* PROBLEM
The result must match the data exactly, line for line.

*** Opening PROVIDED ENTRIES ***

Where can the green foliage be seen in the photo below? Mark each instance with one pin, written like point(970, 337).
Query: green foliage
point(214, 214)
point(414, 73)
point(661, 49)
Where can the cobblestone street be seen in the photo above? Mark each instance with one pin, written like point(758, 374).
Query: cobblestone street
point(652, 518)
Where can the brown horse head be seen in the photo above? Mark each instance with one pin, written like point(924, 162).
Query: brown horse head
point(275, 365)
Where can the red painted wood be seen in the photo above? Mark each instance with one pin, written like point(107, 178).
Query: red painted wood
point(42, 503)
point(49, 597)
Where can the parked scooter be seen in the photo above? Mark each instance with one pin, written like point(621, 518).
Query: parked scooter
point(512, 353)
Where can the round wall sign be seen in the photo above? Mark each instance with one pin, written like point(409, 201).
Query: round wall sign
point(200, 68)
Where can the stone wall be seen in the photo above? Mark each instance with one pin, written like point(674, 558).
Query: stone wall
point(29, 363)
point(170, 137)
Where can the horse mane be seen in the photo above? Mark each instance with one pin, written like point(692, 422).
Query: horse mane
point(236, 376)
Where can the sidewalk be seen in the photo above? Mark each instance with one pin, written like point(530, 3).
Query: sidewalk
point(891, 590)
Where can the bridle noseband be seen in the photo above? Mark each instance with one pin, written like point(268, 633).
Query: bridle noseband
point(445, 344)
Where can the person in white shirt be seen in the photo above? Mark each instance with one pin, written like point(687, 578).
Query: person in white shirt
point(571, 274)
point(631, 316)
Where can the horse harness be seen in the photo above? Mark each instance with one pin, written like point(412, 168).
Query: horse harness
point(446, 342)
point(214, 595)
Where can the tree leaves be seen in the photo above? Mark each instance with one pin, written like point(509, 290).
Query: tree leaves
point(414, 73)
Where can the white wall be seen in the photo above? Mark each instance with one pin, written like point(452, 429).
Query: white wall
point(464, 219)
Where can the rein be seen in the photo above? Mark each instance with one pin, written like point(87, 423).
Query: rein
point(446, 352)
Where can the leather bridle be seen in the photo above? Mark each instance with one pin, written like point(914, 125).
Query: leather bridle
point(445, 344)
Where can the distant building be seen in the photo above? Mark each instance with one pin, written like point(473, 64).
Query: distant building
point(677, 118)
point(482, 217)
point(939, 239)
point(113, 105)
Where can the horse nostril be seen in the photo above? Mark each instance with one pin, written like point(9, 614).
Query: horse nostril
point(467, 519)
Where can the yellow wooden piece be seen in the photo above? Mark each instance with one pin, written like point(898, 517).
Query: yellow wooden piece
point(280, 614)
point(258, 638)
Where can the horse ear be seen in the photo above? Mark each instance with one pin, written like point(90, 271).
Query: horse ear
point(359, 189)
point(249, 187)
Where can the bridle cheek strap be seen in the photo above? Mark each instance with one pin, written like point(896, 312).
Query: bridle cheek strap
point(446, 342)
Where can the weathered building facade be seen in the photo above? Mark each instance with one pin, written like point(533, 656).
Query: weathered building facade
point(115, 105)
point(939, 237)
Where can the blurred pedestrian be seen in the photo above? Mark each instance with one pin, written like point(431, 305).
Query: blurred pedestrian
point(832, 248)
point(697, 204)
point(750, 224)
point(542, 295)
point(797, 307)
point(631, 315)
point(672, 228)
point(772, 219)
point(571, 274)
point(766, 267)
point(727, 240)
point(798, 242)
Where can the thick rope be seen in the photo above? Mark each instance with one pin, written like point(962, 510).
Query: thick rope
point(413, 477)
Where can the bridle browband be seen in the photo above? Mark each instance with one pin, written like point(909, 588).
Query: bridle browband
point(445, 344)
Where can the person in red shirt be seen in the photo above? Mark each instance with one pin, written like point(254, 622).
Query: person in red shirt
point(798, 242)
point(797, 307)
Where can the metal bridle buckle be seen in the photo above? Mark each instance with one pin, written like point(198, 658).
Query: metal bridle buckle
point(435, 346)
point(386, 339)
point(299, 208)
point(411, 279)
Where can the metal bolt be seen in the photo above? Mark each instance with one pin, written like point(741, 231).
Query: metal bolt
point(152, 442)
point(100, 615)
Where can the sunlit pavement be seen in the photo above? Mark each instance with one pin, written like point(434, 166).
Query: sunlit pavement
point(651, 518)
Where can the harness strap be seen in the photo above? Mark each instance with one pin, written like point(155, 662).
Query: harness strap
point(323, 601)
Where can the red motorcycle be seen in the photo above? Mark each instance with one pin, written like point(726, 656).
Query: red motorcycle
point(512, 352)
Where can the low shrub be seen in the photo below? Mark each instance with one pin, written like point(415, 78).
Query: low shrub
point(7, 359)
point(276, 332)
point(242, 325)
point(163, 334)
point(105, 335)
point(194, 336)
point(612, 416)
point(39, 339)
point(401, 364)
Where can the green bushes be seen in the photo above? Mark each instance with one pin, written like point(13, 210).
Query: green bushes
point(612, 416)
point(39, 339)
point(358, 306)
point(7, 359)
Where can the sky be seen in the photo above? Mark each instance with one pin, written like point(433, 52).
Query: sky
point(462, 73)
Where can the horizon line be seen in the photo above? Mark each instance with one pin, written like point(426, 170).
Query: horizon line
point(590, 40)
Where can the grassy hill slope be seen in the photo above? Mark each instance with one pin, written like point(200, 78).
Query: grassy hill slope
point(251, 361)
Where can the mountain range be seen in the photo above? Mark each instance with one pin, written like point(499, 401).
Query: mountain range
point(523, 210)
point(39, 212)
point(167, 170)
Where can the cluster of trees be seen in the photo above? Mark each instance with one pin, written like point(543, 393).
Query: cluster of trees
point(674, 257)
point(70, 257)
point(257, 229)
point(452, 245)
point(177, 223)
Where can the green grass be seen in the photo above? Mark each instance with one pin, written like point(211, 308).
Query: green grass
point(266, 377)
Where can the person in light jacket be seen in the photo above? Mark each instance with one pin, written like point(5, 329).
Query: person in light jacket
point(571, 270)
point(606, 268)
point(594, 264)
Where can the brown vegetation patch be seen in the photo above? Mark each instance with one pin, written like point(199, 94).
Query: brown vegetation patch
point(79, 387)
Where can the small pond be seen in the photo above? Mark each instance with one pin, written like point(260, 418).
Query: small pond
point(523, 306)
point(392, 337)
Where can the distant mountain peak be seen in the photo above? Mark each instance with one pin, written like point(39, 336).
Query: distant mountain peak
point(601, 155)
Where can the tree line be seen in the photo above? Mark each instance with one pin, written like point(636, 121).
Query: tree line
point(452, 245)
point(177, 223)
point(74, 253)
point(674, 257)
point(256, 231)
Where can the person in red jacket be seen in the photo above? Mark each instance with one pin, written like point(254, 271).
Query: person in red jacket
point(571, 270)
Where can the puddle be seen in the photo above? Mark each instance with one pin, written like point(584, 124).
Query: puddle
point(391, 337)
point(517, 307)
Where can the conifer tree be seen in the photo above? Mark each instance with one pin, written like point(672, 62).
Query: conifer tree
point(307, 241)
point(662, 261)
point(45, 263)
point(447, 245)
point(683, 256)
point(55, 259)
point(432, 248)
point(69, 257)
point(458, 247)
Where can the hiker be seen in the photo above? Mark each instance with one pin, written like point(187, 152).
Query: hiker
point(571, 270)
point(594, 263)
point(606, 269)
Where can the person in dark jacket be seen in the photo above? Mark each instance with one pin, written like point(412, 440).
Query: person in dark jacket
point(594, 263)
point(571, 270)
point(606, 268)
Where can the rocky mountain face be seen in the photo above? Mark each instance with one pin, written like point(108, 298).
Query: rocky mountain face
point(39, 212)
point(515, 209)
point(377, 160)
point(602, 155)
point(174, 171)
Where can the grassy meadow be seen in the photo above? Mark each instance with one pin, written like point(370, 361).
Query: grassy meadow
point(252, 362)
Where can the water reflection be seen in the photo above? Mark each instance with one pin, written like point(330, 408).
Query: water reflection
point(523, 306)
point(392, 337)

*** Closing PROVIDED ENTRIES ***

* TASK SOLUTION
Where can the green foliage be seen in the photo below? Mark each instance with one pin, written like point(970, 337).
Query: green foliage
point(214, 214)
point(414, 73)
point(661, 49)
Where can the cobblestone street be seen in the photo above? Mark each instance with one pin, written like point(758, 374).
Query: cobblestone street
point(652, 518)
Where can the brown horse head be seen in the photo above? Mark each instance with one pin, written like point(924, 162).
Query: brown horse head
point(275, 365)
Where can the red painted wood be seen in the photo above? Mark each instance with one pin, written like point(107, 178).
Query: red painted wood
point(42, 503)
point(49, 597)
Where can the parked scooter be seen in the photo above? Mark each instance with one pin, written like point(621, 518).
Query: parked scooter
point(512, 353)
Where can the round wall sign be seen in the photo above? Mark each instance with one pin, written like point(409, 201).
Query: round wall sign
point(200, 68)
Where can the stone wall be seen in the photo above? Mark each instance with one pin, written like point(674, 558).
Query: stone wall
point(29, 363)
point(170, 137)
Where can the horse mane be seen in the photo above? Mark each instance with one pin, written like point(692, 422).
Query: horse mane
point(236, 376)
Where can the sidewalk be seen in the photo above? Mark each instance with one pin, written like point(530, 3).
Query: sidewalk
point(891, 590)
Where can the bridle noseband be seen in the photo above? Mark each instance with one pin, written like point(268, 633).
Query: bridle noseband
point(445, 344)
Where can the person in white shirt be seen in the photo above? Mark each instance with one pin, written like point(687, 578).
Query: person in white shirt
point(571, 274)
point(631, 316)
Where can the horse harness be seen in the photo above? Mark each instance with one pin, written like point(412, 168).
Query: horse harness
point(446, 342)
point(214, 595)
Where can the tree leaves be seen in the photo above? Mark each instance with one pin, written like point(509, 290).
Query: tree leaves
point(414, 73)
Where can the white wall be seen in the photo above? Mark each instance with one pin, written like point(452, 429).
Query: white wall
point(464, 219)
Where can the rein be seen in the photo above? Mark each instance with one pin, written like point(87, 423).
Query: rein
point(446, 352)
Where can the leather bridle be seen in the photo above? Mark each instance with one pin, written like point(914, 125).
Query: leather bridle
point(445, 344)
Where can the distant building be seen in the photo above? Mark each instance with one pin, written like point(473, 64).
Query: distant building
point(677, 118)
point(482, 217)
point(939, 239)
point(113, 105)
Where can the horse nostril be seen in the photo above? Mark each instance with one pin, written like point(9, 614).
Query: horse nostril
point(467, 519)
Where can the yellow wooden piece be seen in the photo above? Mark each instance with one pin, written like point(898, 517).
Query: yellow wooden piece
point(280, 614)
point(258, 638)
Where can the horse ear be seen in the photo above? Mark each instance with one pin, written like point(90, 271).
Query: horse ear
point(359, 189)
point(249, 187)
Where can the bridle cheek strap be seen in the photo above? Mark each instance with one pin, written like point(896, 312).
Query: bridle cheek strap
point(446, 342)
Where can the weathered building facade be seen in the photo above? Mark each instance with one pin, written like point(533, 656).
Query: weathered building facade
point(115, 105)
point(939, 237)
Where can the blurred pedestrian be seen in the photo above? Mark each instance with one pin, written like point(431, 305).
Query: blurred pedestrian
point(832, 248)
point(697, 204)
point(750, 224)
point(542, 295)
point(797, 307)
point(631, 315)
point(672, 228)
point(772, 219)
point(571, 274)
point(766, 267)
point(727, 240)
point(798, 242)
Where can the thick rope be seen in the photo above? Mark each instance with one pin, written like point(962, 510).
Query: thick rope
point(413, 477)
Where can the bridle browband be seen in the photo above? Mark each instance with one pin, written like point(909, 588).
Query: bridle browband
point(445, 344)
Where can the person in red shirt be seen in the photo above? Mark each instance with one pin, written like point(254, 622).
Query: person in red shirt
point(798, 242)
point(797, 307)
Where can the metal bridle buckle be seen in the photo above? Mark each instance with one pin, written like point(198, 658).
Query: metal bridle buckle
point(435, 346)
point(386, 339)
point(299, 208)
point(411, 279)
Where can the metal bolt be seen in the photo above? Mark each instance with one pin, written like point(741, 231).
Query: metal bolt
point(152, 442)
point(100, 615)
Where can the sunlit pavement be seen in the photo above? Mark each instance with one pin, written like point(434, 166).
Query: sunlit pavement
point(651, 518)
Where can the harness strap be seen in the photo above? Mark each instance with one pin, written like point(155, 662).
Query: harness strap
point(323, 601)
Where can the red motorcycle be seen in the photo above? Mark each instance with one pin, written like point(726, 656).
Query: red motorcycle
point(512, 352)
Where can the low shrub be seen in the photo below? Mark each instance with one pin, written like point(415, 78).
Query: low shrub
point(7, 359)
point(276, 332)
point(242, 325)
point(163, 334)
point(105, 335)
point(194, 336)
point(612, 416)
point(39, 339)
point(401, 364)
Where can the green bushes be seen in the photo above? Mark each instance with one pin, written like point(13, 210).
Query: green bushes
point(612, 416)
point(39, 339)
point(358, 306)
point(7, 359)
Where can the sky be seen in the photo above? Mark each instance with one pin, written like point(433, 52).
Query: sky
point(462, 73)
Where can the horizon line be seen in the photo above? Mark each instance with one pin, written like point(426, 170).
Query: horizon line
point(590, 40)
Where can the grassy hill slope be seen in the photo above? Mark each instance with one pin, written like point(200, 78).
Query: grassy hill slope
point(251, 361)
Where can the mountain range be seen in the photo above? Mark each instance with one pin, written like point(499, 401).
Query: mountain range
point(523, 210)
point(39, 212)
point(167, 170)
Where can the cluster of trees be seen in the photo above? Mark each instance with one pin, written like point(543, 393).
Query: cluster of trees
point(674, 257)
point(70, 257)
point(257, 229)
point(452, 245)
point(177, 223)
Where can the green grass be seen in the photo above? Mark each instance with one pin, written like point(211, 308).
Query: green grass
point(266, 377)
Where can the person in light jacket be seen in the photo above? Mark each instance with one pin, written like point(5, 329).
Query: person in light jacket
point(571, 270)
point(606, 268)
point(594, 264)
Where can the brown vegetation patch be seen in the photo above? Mark each instance with one pin, written like point(199, 94).
Query: brown vegetation patch
point(79, 387)
Where can the small pond be seen in the photo above? Mark each instance with one pin, written like point(260, 418).
Query: small pond
point(523, 306)
point(392, 337)
Where can the distant mountain peak be seen in the photo above? Mark each instance with one pin, written like point(39, 336).
Query: distant mountain peak
point(601, 155)
Where can the tree line be seen in the photo above? Mark each instance with one pin, written like point(636, 121).
Query: tree line
point(452, 245)
point(177, 223)
point(74, 253)
point(674, 257)
point(256, 231)
Where can the person in red jacket be seen in the photo above? Mark each instance with one pin, written like point(254, 271).
Query: person in red jacket
point(571, 270)
Where can the puddle be seen in the photo above? Mark each instance with one pin, written like point(584, 124).
Query: puddle
point(391, 337)
point(517, 307)
Where can the conifer tree be seen in the photo above? Mark each instance with one pin, written like point(672, 62).
Query: conifer tree
point(307, 241)
point(662, 261)
point(45, 263)
point(447, 245)
point(683, 256)
point(55, 259)
point(432, 248)
point(69, 257)
point(458, 247)
Where can the hiker be seen in the photo above? Mark each instance with one pin, written like point(187, 152).
Query: hiker
point(571, 270)
point(594, 263)
point(606, 269)
Where can the person in dark jacket be seen in the photo above? Mark each instance with one pin, written like point(412, 440).
Query: person in dark jacket
point(594, 263)
point(571, 270)
point(606, 268)
Where can the rocky mountain face be seen in the photo above? Mark each instance with one pin, written like point(108, 298).
Query: rocky mountain face
point(39, 212)
point(515, 209)
point(377, 160)
point(602, 155)
point(174, 171)
Where can the grassy meadow be seen in the photo above? Mark each instance with one pin, written like point(370, 361).
Query: grassy meadow
point(252, 362)
Where can the water reflection be seen in the photo above? Mark each instance with one pin, written like point(330, 408).
Query: water reflection
point(523, 306)
point(392, 337)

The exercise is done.